Entretien avec Martine Bordonné, directrice de projets RH, référente télétravail France chez Orange.
Martine Bordonné est directrice de projets RH chez Orange. Elle est également référente télétravail du groupe pour toute la France, animant une communauté multidisciplinaire d’actrices et acteurs engagé-es dans la transformation de l’organisation.
Pour elle, le télétravail est loin d’être uniquement une mesure permettant la conciliation des temps de vie des collaboratrices et collaborateurs ; c’est l’occasion d’un dialogue neuf entre les parties prenantes de l’entreprise, et une formidable opportunité à saisir pour engager une réflexion collective sur l’avenir du travail.
Eve le blog : Bonjour Martine, vous êtes directrice de projets RH chez Orange, en charge notamment du développement déploiement du télétravail. Pouvez-vous nous rappeler l’historique du télétravail chez Orange ?
Martine Bordonné : Le télétravail n’est pas un sujet neuf dans l’entreprise. France Telecom a fait partie des premières organisations à s’y intéresser, en étant signataire de la Charte Européenne du travail à distance dès 1998 et en créant la même année, les Trophées du Télétravail, pour recenser et valoriser les initiatives.
En 2009, un premier accord d’entreprise était signé. Ce dispositif, qui concernait à l’époque un millier de collaboratrices et collaborateurs, installait le principe d’un télétravail pendulaire, avec 3 jours maximum de télétravail par semaine et 2 jours minimum de présence dans l’entreprise pour maintenir le collectif de travail.
Dans le nouvel accord signé en 2013, nous avons voulu aller encore plus loin et inscrire dès le préambule de l’accord notre volonté de développer ce nouveau mode d’organisation du travail en faveur d’une modernisation des relations managériales. Et au-delà du cas du télétravailleur à jours fixes et pour répondre à la question de la flexibilité et de la souplesse d’organisation, nous avons introduit le télétravail selon un volume de jours mensuels plus adapté à certains métiers comme les chefs de projet, les comptables ..
Aujourd’hui, avec plus de 4600 télétravailleurs, nous ne regardons plus le télétravail comme une seule adaptation des conditions de travail facilitant des situations personnelles, mais comme un véritable levier de transformation pour dynamiser toute l’entreprise.
Eve le blog : Est-ce à dire que dans l’absolu, tout le monde peut télétravailler ?
Martine Bordonné : Non, toutes les fonctions ne permettent pas le télétravail. C’est l’évidence même pour toutes les personnes qui, par exemple, travaillent en boutique.

Entrées du jeu de données
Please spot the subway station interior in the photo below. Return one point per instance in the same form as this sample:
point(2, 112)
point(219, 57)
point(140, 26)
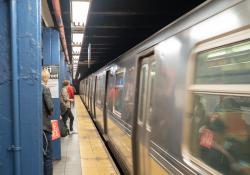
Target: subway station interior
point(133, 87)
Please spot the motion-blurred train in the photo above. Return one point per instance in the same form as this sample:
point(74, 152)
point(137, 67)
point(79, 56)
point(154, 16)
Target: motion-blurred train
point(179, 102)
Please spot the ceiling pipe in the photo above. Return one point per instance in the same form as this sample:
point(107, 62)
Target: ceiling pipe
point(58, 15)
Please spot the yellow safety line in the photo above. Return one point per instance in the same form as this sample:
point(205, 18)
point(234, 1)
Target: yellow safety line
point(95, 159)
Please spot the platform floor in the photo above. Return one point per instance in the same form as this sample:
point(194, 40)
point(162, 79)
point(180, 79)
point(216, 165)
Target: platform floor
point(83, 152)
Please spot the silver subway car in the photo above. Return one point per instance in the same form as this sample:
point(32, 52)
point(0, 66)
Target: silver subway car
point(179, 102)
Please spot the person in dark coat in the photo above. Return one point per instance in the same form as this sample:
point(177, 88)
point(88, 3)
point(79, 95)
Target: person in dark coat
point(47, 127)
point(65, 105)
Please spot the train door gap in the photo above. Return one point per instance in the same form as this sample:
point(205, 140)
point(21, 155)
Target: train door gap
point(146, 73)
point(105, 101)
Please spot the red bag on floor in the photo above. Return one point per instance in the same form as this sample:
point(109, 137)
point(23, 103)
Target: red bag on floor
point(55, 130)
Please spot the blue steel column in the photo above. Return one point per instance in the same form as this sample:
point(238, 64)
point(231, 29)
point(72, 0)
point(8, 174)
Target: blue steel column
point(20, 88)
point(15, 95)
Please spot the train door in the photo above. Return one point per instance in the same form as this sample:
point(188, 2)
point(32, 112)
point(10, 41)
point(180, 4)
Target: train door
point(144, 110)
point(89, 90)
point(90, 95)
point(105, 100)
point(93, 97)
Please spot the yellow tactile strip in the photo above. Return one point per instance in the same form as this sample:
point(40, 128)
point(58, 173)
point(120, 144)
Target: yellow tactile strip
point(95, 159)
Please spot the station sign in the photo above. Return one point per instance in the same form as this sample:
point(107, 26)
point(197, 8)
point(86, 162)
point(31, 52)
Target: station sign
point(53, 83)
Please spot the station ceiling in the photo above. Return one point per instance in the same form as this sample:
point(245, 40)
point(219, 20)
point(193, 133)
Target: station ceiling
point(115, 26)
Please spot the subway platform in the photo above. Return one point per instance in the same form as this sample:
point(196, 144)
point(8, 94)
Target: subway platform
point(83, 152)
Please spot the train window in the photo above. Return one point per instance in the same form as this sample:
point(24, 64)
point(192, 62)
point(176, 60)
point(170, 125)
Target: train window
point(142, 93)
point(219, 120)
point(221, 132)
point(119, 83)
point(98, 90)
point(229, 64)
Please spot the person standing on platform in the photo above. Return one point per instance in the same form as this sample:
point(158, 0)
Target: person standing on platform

## Consigne
Veuillez indiquer, d'après l'entretien sur le télétravail, l'année de signature du premier accord d'entreprise sur le télétravail.

## Réponse attendue
En 2009.